_Tâches et exercices_
• 1. Répondez à ces questions sur le texte consacré à l'armée française :
(a) Dans quels établissements Francis Ghilès est-il chercheur ?
(b) Dans quels pays ou villes Guillaume Ancel a-t-il servi ?
(c) Quelle attitude attend-on des officiers formés à Saint Cyr dans le débat public ?
• 2. Recopiez le passage du texte consacré à l'armée française compris entre « Un grand merci » et « correctement… de l’anglais. », ces deux passages inclus.
• 3. Poursuivez le texte consacré à l'armée française à partir du point où il s'arrête.

_Extrait du document_
§ §

Comprendre la dynamique de la guerre en France

Un grand merci à Francis Ghilès, chercheur au centre de relations internationales de Barcelone et au King’s College de Londres pour ce portrait critique argumenté et cette analyse saisissante de l’évolution de l’armée française, que j’ai essayé de traduire correctement… de l’anglais.


Guillaume Ancel est une présence étonnante sur les chaînes de télévision françaises. Ancien officier d’artillerie ayant servi activement au Cambodge, au Rwanda et à Sarajevo, il apporte à chaque débat un esprit militaire clair et analytique. Contrairement à leurs pairs britanniques et américains qui fréquentent Sandhurst ou Westpoint, les officiers français formés à Saint Cyr sont censés rester muets dans le débat public.

§ §

(Enregistrements extraits)

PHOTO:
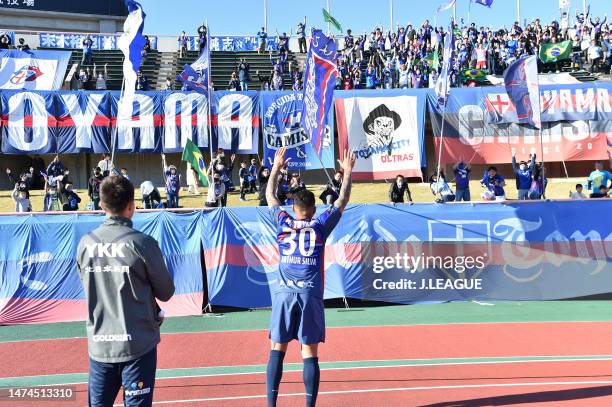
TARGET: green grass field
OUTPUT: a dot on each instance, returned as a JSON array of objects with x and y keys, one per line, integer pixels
[{"x": 362, "y": 193}]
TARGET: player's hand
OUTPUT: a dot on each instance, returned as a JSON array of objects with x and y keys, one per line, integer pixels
[
  {"x": 347, "y": 162},
  {"x": 279, "y": 157}
]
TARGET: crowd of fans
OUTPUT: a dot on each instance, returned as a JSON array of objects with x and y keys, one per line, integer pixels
[{"x": 253, "y": 176}]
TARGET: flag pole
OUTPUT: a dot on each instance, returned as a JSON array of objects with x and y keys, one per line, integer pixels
[
  {"x": 209, "y": 91},
  {"x": 441, "y": 145},
  {"x": 115, "y": 132}
]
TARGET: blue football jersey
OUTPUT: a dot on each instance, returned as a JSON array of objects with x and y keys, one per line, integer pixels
[{"x": 301, "y": 245}]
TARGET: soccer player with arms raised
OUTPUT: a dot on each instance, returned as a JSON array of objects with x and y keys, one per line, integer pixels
[{"x": 297, "y": 299}]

§ §

_Les réponses_
• 1.
(a) Au centre de relations internationales de Barcelone et au King's College de Londres.
(b) Au Cambodge, au Rwanda et à Sarajevo.
(c) Ils sont censés rester muets.

• 2.
Un grand merci à Francis Ghilès, chercheur au centre de relations internationales de Barcelone et au King’s College de Londres pour ce portrait critique argumenté et cette analyse saisissante de l’évolution de l’armée française, que j’ai essayé de traduire correctement… de l’anglais.

• 3.
Cette obligation de discrétion des officiers français a été décrétée par Napoléon qui fonda l’école militaire d’élite en 1802 alors que la France sortait de treize années de turbulences révolutionnaires. Elle fut renforcée après l’effondrement du Second Empire en 1870 et l’avènement de la Troisième République car l’armée avait joué un rôle majeur dans les changements de régime qu’avait connus la France en 1814-185, 1830, 1848, 1849 et 1870. Les dirigeants de la jeune république étaient déterminés à ce que les officiers supérieurs soient tenus à l’écart de tout débat sur la politique publique.

Depuis la fin de la guerre d’indépendance en Algérie en 1962, la France a participé à 32 conflits à l’étranger « sans jamais admettre qu’elle était en guerre ». La société française ne montre aucun intérêt pour de telles guerres dont la conduite est « monopolisée très discrètement » par la présidence. Les officiers n’hésitent pas à commenter ces guerres en privé mais restent sourds-muets en public. La guerre en Ukraine a bouleversé cet état de fait.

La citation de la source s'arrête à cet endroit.